■ AIM OF THE TASK
Can you transcribe every entry word for word, skipping the images?

■ INPUT ROWS
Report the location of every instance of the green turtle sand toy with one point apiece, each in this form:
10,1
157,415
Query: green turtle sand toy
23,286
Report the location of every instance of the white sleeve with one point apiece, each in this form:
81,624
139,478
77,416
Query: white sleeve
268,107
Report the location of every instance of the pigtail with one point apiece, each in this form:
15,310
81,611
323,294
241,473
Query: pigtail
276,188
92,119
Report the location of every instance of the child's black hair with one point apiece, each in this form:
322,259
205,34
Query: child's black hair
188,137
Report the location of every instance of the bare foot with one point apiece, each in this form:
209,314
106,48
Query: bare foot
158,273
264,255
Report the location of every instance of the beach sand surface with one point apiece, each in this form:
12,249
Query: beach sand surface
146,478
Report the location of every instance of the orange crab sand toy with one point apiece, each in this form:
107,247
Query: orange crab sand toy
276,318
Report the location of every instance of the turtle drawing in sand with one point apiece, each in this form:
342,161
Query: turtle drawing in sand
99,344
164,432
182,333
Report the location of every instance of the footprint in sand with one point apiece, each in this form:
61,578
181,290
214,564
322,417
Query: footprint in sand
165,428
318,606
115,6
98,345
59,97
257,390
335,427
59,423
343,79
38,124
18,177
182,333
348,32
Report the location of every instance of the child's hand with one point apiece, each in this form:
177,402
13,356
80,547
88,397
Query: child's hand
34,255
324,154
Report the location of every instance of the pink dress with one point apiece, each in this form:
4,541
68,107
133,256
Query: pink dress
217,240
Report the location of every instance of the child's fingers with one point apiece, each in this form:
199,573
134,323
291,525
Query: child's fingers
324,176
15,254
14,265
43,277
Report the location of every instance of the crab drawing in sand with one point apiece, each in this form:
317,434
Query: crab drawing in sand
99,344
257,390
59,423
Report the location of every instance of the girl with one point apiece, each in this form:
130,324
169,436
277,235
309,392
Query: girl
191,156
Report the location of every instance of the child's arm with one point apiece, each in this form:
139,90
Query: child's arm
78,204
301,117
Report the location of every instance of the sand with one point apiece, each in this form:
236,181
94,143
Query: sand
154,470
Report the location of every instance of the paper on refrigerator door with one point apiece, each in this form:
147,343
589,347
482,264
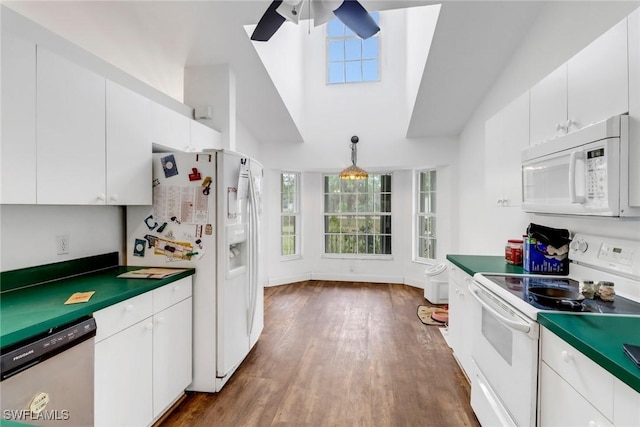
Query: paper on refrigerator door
186,204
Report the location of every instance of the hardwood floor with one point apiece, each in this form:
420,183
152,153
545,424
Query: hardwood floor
339,354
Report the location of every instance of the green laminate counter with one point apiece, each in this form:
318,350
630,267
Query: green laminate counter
600,338
473,264
29,311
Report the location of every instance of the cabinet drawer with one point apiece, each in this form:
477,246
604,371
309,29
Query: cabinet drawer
119,316
626,410
585,376
170,294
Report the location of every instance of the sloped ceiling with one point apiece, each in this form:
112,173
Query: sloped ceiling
155,40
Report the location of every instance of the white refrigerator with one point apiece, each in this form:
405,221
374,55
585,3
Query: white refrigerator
206,214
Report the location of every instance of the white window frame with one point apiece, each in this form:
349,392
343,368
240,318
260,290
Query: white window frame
295,213
345,61
430,211
373,213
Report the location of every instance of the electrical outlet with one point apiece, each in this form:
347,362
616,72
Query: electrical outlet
63,244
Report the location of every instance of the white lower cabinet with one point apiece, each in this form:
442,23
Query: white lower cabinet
575,391
460,319
143,355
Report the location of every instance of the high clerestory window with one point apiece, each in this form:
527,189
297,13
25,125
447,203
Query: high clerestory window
349,58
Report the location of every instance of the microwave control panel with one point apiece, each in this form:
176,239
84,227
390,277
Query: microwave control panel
596,174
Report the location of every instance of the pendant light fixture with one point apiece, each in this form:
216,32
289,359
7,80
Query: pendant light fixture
353,171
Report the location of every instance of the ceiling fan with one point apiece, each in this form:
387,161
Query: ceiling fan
350,12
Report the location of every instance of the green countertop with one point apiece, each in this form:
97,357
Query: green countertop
473,264
32,310
600,338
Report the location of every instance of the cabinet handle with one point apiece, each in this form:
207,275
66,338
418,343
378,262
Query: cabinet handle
566,356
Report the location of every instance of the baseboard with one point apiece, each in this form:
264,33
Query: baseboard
357,278
289,279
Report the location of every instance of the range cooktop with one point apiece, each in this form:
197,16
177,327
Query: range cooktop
519,286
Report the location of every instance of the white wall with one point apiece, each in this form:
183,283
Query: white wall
561,30
28,233
376,112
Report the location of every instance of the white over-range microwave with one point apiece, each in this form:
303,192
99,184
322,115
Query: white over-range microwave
592,171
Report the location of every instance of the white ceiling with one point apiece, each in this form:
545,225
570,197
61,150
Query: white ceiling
155,40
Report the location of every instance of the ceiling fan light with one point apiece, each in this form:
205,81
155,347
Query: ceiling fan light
353,172
290,10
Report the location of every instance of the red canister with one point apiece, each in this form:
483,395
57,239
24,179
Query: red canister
513,252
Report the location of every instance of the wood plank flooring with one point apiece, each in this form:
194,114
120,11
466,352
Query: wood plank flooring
339,354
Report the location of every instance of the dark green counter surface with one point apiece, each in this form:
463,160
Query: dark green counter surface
32,310
473,264
600,338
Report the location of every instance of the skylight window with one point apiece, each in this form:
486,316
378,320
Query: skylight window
349,58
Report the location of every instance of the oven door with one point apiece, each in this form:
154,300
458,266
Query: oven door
505,351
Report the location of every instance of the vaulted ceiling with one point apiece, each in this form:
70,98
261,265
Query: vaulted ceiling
155,40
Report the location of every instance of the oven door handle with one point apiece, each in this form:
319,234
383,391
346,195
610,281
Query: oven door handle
522,327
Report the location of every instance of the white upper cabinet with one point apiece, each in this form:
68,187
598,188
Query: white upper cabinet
506,135
634,104
598,82
18,138
170,130
129,163
549,107
70,132
592,86
204,138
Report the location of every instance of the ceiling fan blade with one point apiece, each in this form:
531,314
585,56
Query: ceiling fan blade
269,23
357,19
322,10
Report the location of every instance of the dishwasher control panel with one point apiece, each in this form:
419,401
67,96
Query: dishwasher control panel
29,352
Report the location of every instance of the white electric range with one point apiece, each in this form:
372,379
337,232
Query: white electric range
505,344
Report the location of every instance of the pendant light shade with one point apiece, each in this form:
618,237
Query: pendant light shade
353,171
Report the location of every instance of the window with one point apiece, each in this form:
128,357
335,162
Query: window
349,58
357,215
290,214
426,215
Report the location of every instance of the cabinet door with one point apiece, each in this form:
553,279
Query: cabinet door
123,377
506,135
598,83
460,318
70,132
561,405
172,353
129,160
169,129
18,130
548,117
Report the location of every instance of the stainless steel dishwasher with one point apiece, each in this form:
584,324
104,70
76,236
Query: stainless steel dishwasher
48,380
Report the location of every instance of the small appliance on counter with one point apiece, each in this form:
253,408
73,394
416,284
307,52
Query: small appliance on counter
505,310
546,250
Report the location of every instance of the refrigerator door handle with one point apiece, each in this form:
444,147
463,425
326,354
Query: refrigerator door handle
253,254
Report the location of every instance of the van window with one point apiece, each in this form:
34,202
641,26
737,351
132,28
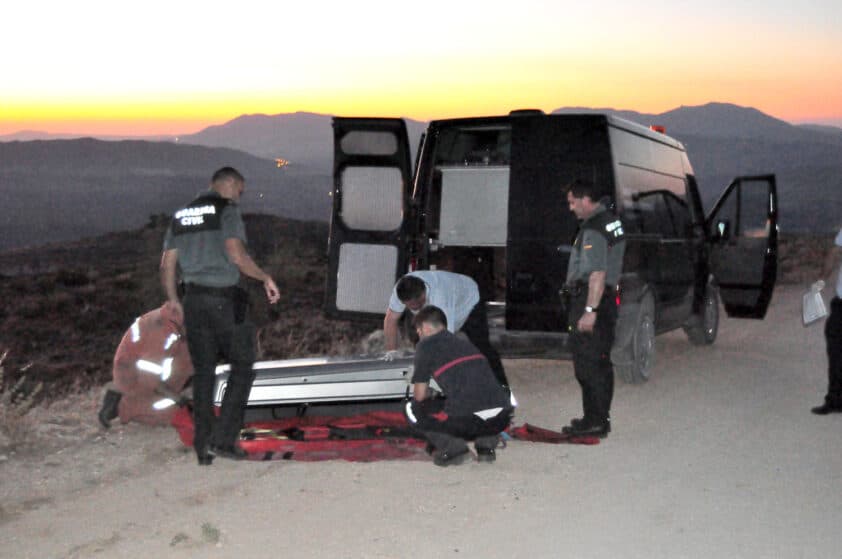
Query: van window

■ TASK OUTPUT
Report the location of every instance of the green turtle sand toy with one point apiece, each in this form:
10,1
157,415
Query: green turtle sand toy
23,286
Report the location of every instance of the white sleeve with one point apiece, each in this form:
81,624
139,478
77,416
Query: white sleeve
268,107
Report the location of every instance of the pigtail with one point apiece, each in this form:
15,310
81,611
323,294
241,473
Query: pigtail
276,188
92,119
Report the location of every instance of the child's black hair with one point apiece, each in this form:
322,259
205,34
Query: child's black hair
188,137
Report the location of every instance of the bare foot with one point apiece, each in this form:
209,314
106,48
Query: bare foot
158,273
264,255
Report the location of every instance of the beach sand surface with one point apiece, each in this form:
12,249
Query: beach sand surface
146,478
Report the location of every instance of the orange crab sand toy with one point apiece, each in this form:
107,247
Query: orange crab sand toy
276,318
Report the location of every instance of the turtle drawing in sand with one point apiece, each in this form:
342,161
Query: turtle drawing in sand
99,344
164,432
182,333
Report the location of every instance of the footprint in sand with one point apiece, each in this form:
61,578
181,290
214,564
322,417
Query: footprint in sand
165,428
318,606
115,6
98,345
59,97
257,390
335,427
59,423
343,79
38,124
18,177
182,333
348,32
Report the location of every instance of the child's hand with one point apiece, each in this form:
177,402
13,356
80,547
88,397
Query: child's hand
34,255
324,154
Report the location of every instance of the pink dress with one point apiece, each in this form:
4,541
68,107
133,256
Query: pink dress
217,240
Report the location of every instance of the child's fingers with one point apiece, each in this form:
199,573
134,323
291,525
Query: child's fingers
324,176
15,254
14,265
43,277
Report the location of every instance of the crab drawing in sand with one point apiece, each in this form:
317,434
Query: crab drawing in sand
99,344
257,390
59,423
Report the location of every instance of the girl with one point apiece, each in this form:
130,324
169,436
277,235
309,392
Query: girl
191,156
Report the location of every instance of the child's arm with one point apiece, each in this form:
139,90
Query: child's arm
78,204
301,117
Report the location of every instance of the sand with one point apiece, each in this form:
236,181
94,143
Query: sand
154,470
Report the location of every instance of the paper on refrigerator door with one point apiece, each in this form:
147,343
589,347
482,264
Query: paper on refrigerator door
186,204
Report the location of every instance of the hardwood floor with one point apiece, each in this form:
420,183
152,153
545,424
Query: hardwood floor
339,354
Report the location of every instance of the green laminate counter with one point apiece, each in this form:
318,350
630,267
Query: green laminate counter
600,338
473,264
29,311
Report the location of every instance of the cabinet drawer with one point apiece, each in this form:
477,246
604,371
309,29
Query: cabinet drawer
119,316
626,410
585,376
170,294
Report the location of every instance of the sloped ceiling with one point apiece, each in this form:
112,173
Query: sloped ceiling
155,40
Report the location of every instance of the white refrigerator with one point apiece, each in this form:
405,221
374,55
585,3
Query: white refrigerator
206,214
Report the location of every instance of the white window frame with one point apiece, each in this form:
349,392
343,368
240,318
260,290
Query: white window frame
295,213
345,61
430,211
373,213
Report the location of every instance of the electrical outlet with one point apiece, each in this form:
347,362
616,72
Query: electrical outlet
63,244
Report the location of every instance of the white lower cabinet with one point apiece, each in this form:
442,23
Query: white lower cabinet
575,391
460,319
143,355
Report the location of every instance of the high clerestory window with one point apiece, each in this form:
527,189
297,13
25,125
447,203
Query: high clerestory window
349,58
Report the location of every instance of the microwave control panel with one point apiece, each in this form:
176,239
84,227
390,277
Query: microwave control panel
596,174
Report the location of every instance of the pendant light fixture with one point apiece, each in this form:
216,32
289,359
7,80
Query: pendant light fixture
353,171
Report the location of every instance of the ceiling fan with one point apiece, each in this form:
387,161
Query: ceiling fan
350,12
Report the location of every instance of the green countertop with one point apiece, each in this form:
97,357
Query: green countertop
473,264
32,310
600,338
Report the location of every instance of the cabinet handle with one point apiece, each in this form:
207,275
66,338
418,343
378,262
Query: cabinet handle
566,356
Report the location of every instance of the baseboard with one point apiece, each in this form:
264,33
Query: baseboard
357,278
289,279
Report the location of every instance of the range cooktop with one point apiece, each in this form:
197,16
177,327
Query: range cooktop
519,286
Report the location of every instance of the white wall with one point apiece, each in this form:
183,283
Query: white wall
561,30
28,233
376,112
Report the location of every instance of the white over-range microwave with one point apiece, each in this form:
303,192
99,184
322,115
Query: white over-range microwave
592,171
Report the location of every instance of the white ceiling with one point apiece, each in this form:
545,225
570,197
61,150
Query: white ceiling
155,40
Report the location of every instance of the ceiling fan light with one point apiece, each in this form:
205,81
155,347
Query: ceiling fan light
353,172
290,10
Report the location of every instance of the red canister with one point apiece, each in this form:
483,395
57,239
24,179
Query: red canister
513,252
Report the location of every instance of the wood plank flooring with one point apiece, each in this form:
194,114
120,11
466,352
Query: wood plank flooring
339,354
Report the location of every instance of the dark green counter surface with one point apiece, each in this form:
463,160
Query: dark green counter surface
32,310
473,264
600,338
Report the location of every instance of the skylight window with one point apiece, each in this form:
486,316
378,320
Query: skylight window
349,58
Report the location of every instance of the oven door with one point apiece, each in this form:
154,300
458,266
Query: oven door
505,351
Report the location of every instance of the vaulted ceiling with one point apiece, each in this form:
70,98
261,265
Query: vaulted ceiling
155,40
Report the location of every instance of the oven door handle with one point apiece, each in this form:
319,234
383,391
346,195
610,281
Query: oven door handle
522,327
Report the location of every instance of the white upper cabinet with one point apiece, each in this form:
68,187
598,188
Query: white upper cabinet
506,135
634,104
598,82
18,138
170,130
129,163
549,107
70,132
592,86
204,138
Report the location of every instance of the ceiling fan blade with one point apiece, each in this form:
531,314
585,56
Query: ceiling fan blade
269,23
357,19
322,10
Report the location of every instance of the dishwasher control panel with one point apiece, each in this form:
419,401
67,96
Query: dishwasher control panel
29,352
Report the location of every instance of the white electric range with one point apiece, each in this form:
372,379
337,232
Query: white electric range
505,344
Report the location of every instance of the pendant light shade with one point apiece, each in this form:
618,237
Query: pendant light shade
353,171
Report the location of every instance of the window with one point apiece, each in this form:
128,357
335,162
Query: window
349,58
357,215
290,214
426,215
Report the location of every instance of the cabinet door with one point apiece, each in this form:
553,279
Query: cabinet door
123,377
506,135
598,83
460,318
70,132
561,405
172,353
129,160
169,129
18,130
548,117
Report the location of every instance of the stainless steel dishwasher with one point apiece, each in this form:
584,324
104,70
76,236
Query: stainless steel dishwasher
48,380
Report the location of every instance of the small appliance on counter with one point apiece, each in this form:
253,408
73,394
416,284
307,52
Query: small appliance on counter
505,310
546,250
Report the location of every instance of the refrigerator door handle with one point apiece, each in this form:
444,147
463,425
326,354
Query: refrigerator door handle
253,254
Report the location of every instance of the van window with one point apiece, each in this form:
34,202
641,26
737,351
132,28
Query: van window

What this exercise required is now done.